__WORK TO BE COMPLETED__. Please rewrite every row below, replacing "photo" with "image" and leaving everything else unchanged. Omit the pictures from your output.

########

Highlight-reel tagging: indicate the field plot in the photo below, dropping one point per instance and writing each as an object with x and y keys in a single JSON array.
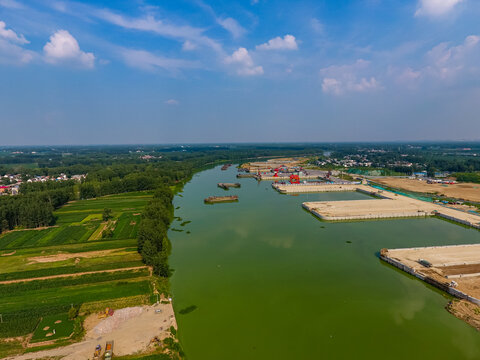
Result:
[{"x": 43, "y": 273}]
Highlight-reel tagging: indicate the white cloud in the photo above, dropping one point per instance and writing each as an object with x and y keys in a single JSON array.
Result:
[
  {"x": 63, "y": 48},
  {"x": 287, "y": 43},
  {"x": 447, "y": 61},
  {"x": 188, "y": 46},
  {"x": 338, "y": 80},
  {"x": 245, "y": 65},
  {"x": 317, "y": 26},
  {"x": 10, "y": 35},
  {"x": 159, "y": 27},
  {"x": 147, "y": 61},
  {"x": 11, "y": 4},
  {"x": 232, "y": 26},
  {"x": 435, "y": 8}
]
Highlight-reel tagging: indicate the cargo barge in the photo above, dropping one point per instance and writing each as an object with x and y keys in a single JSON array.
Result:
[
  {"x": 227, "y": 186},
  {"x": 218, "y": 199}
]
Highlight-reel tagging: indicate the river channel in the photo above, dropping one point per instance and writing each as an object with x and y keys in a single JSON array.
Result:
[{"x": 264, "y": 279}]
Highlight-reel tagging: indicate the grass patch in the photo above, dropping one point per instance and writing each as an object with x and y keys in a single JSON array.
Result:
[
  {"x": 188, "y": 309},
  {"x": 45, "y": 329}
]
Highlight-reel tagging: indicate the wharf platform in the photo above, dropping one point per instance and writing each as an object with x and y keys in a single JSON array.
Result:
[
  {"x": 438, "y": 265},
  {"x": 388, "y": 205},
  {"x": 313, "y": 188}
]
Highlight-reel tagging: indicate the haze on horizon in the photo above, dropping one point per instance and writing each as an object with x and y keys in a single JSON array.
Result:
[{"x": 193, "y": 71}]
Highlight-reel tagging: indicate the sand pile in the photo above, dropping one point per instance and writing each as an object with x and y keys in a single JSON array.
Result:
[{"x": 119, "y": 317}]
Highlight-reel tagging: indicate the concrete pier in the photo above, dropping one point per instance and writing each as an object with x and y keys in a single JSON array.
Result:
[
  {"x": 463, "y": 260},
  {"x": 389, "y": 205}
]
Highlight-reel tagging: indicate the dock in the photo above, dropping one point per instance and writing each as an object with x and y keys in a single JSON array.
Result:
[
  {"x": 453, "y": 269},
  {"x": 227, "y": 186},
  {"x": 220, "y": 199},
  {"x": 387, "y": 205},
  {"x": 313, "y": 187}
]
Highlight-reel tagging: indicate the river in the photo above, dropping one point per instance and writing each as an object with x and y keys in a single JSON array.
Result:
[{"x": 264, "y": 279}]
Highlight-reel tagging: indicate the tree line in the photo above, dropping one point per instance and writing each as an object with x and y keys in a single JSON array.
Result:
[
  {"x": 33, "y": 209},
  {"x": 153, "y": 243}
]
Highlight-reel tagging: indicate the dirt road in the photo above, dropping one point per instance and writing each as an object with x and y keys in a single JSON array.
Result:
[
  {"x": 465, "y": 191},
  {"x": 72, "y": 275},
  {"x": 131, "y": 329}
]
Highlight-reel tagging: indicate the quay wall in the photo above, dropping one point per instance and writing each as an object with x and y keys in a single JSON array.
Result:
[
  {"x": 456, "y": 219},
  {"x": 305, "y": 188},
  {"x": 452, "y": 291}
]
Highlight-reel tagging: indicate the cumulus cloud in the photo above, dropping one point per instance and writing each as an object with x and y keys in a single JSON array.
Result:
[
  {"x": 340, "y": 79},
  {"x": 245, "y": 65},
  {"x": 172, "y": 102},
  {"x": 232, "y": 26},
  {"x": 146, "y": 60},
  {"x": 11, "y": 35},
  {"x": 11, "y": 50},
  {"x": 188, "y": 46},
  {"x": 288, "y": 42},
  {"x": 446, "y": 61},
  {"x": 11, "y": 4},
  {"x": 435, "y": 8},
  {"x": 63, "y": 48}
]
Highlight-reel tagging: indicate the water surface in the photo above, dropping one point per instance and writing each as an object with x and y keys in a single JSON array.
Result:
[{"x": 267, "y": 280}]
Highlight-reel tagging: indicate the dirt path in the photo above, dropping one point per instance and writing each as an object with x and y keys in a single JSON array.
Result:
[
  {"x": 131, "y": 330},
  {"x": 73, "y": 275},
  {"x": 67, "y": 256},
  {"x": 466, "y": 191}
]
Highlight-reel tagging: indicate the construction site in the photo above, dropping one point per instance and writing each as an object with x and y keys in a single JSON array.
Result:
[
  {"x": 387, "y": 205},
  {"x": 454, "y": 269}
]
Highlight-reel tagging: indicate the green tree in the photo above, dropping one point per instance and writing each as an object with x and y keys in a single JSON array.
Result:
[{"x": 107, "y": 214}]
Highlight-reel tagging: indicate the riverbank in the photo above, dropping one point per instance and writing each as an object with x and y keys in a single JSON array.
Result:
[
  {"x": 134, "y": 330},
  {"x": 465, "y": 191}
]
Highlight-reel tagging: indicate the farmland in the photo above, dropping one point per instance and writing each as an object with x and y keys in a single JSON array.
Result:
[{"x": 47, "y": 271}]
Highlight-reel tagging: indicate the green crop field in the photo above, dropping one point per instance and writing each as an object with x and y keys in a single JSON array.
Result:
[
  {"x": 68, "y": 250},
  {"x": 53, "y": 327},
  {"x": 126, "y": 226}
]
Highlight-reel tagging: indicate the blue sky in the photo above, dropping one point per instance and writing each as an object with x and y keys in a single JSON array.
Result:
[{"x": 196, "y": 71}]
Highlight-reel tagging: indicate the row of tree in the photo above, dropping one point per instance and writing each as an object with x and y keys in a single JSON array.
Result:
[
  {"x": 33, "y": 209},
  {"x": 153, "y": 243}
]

########

__COMPLETE RESPONSE__.
Highlight-reel tagging: indicate the field plot in the image below, dropping one point per instance and writing each as an object with x and y keys in a single JSON array.
Result:
[{"x": 43, "y": 273}]
Highlight-reel tagging: indicate the white cloud in the image above, dropping one point per instance and writing each as an object with x and y keys in a single JSON array.
Result:
[
  {"x": 63, "y": 48},
  {"x": 287, "y": 43},
  {"x": 447, "y": 61},
  {"x": 188, "y": 46},
  {"x": 338, "y": 80},
  {"x": 245, "y": 65},
  {"x": 317, "y": 26},
  {"x": 10, "y": 35},
  {"x": 159, "y": 27},
  {"x": 147, "y": 61},
  {"x": 11, "y": 4},
  {"x": 232, "y": 26},
  {"x": 435, "y": 8}
]
Highlight-reel tagging: indicate the cargo barge in the image above, dropping one point per instance and writing each as an object with x and y keys in a single JSON array.
Result:
[
  {"x": 227, "y": 186},
  {"x": 218, "y": 199}
]
Highlight-reel tagging: indicate the river channel in the image above, dropping one point per instance and writing each as an object with x and y keys in a single JSON array.
Result:
[{"x": 264, "y": 279}]
Highlight-reel tagging: indicate the grass patch in the image above, dropping one point per instance and writing each as an object with x and y keys in a single JSON array.
Result:
[
  {"x": 188, "y": 309},
  {"x": 45, "y": 329}
]
Highlight-reel tagging: indicate the wharf platform in the image above, dropping one point per instance and writing each as an object with x and y keys in a single JSON array.
Result:
[
  {"x": 438, "y": 265},
  {"x": 388, "y": 205},
  {"x": 313, "y": 188}
]
Highlight-reel tagging: indicate the haze on horizon in the image above, dropping one point per instance and writing each as an object with x and y keys in a single JSON array.
Result:
[{"x": 193, "y": 71}]
Highlight-reel tagging: indicate the sand pile in the image above, dropping one point per instance and writing each as an object with x and y keys in a single JSON array.
Result:
[{"x": 119, "y": 317}]
Highlight-reel tagging: indicate the concrete pier in the image above, dropping one point per instance and writing each as an object with x and y keys in a single JSON array.
Result:
[
  {"x": 463, "y": 260},
  {"x": 389, "y": 205}
]
Highlight-reel tagging: indicate the dock in the image above, dropping one point per instance and writing each as an object with x and y keys in a single JSON array.
Result:
[
  {"x": 453, "y": 269},
  {"x": 227, "y": 186},
  {"x": 220, "y": 199},
  {"x": 387, "y": 205},
  {"x": 313, "y": 187}
]
Highlight-reel tagging: indicate the river in the image above, dropping one point per instance and writing each as an object with x and y keys in a single JSON array.
Result:
[{"x": 264, "y": 279}]
Highlight-reel tagging: indicate the tree line in the image above, dropping one point per instance and writing each as an object with x and y keys in a single JSON array.
Result:
[
  {"x": 33, "y": 209},
  {"x": 153, "y": 243}
]
Highlight-reel tagging: indicate the dirt road in the image above, dropping one point per instance and writing each as an object with x and y keys in a single JSON array.
Result:
[
  {"x": 465, "y": 191},
  {"x": 72, "y": 275},
  {"x": 131, "y": 329}
]
Highlight-reel tagging: indicate the quay wall in the image above, dropping one point per instance and writing each as an object with x and y keys in a single JSON array.
Result:
[
  {"x": 456, "y": 219},
  {"x": 305, "y": 188},
  {"x": 452, "y": 291}
]
Highlight-reel tagging: indicate the cumulus cloud in the image above, dropping one point per instance and writing each as an object with x and y keys in a single JSON array.
Result:
[
  {"x": 340, "y": 79},
  {"x": 245, "y": 65},
  {"x": 172, "y": 102},
  {"x": 232, "y": 26},
  {"x": 146, "y": 60},
  {"x": 11, "y": 35},
  {"x": 11, "y": 50},
  {"x": 188, "y": 46},
  {"x": 288, "y": 42},
  {"x": 446, "y": 61},
  {"x": 11, "y": 4},
  {"x": 435, "y": 8},
  {"x": 63, "y": 48}
]
Highlight-reel tagging: indicate the water surface in the image above, dropping one point per instance and writing each as an object with x and y keys in a single JSON array.
Result:
[{"x": 267, "y": 280}]
Highlight-reel tagging: indicate the dirt path in the image above, dropping one point per instance and writing each as an object with x and y keys in a single JSON array.
Result:
[
  {"x": 131, "y": 330},
  {"x": 73, "y": 275},
  {"x": 67, "y": 256},
  {"x": 466, "y": 191}
]
Highlight-reel tagging: indicate the construction site in the image above, dropping one point per instance and writing each as an object with x and y keys in a single JSON array.
Result:
[
  {"x": 387, "y": 205},
  {"x": 454, "y": 269}
]
Highlight-reel tagging: indicate the green tree in the image above, dropping one point per instance and writing each as an object with x and y keys in a single JSON array.
Result:
[{"x": 107, "y": 214}]
Highlight-reel tagging: indicate the riverbank in the image above, dropping one point per instance and writing each as an object with x and y keys in a single JSON array.
Result:
[
  {"x": 134, "y": 330},
  {"x": 465, "y": 191}
]
Highlight-reel tagging: indicate the farmland in the image above, dropping one point per instance and writing each as an object with x and y keys in a single JSON array.
Result:
[{"x": 47, "y": 271}]
Highlight-reel tagging: indicate the green crop field in the image above, dropping one point per instance and writing each as an object with x and y keys in a single JSON array.
Result:
[
  {"x": 68, "y": 250},
  {"x": 53, "y": 327},
  {"x": 126, "y": 226}
]
Highlight-reel tagging: indicate the blue sky in the image above, dropping one point per instance and writing each as an object with x and y keys in a single JSON array.
Result:
[{"x": 196, "y": 71}]
Highlight-reel tagging: indicate the row of tree in the image above, dropping one point per instance and writing each as an object with x and y keys in a single JSON array.
Result:
[
  {"x": 33, "y": 209},
  {"x": 153, "y": 243}
]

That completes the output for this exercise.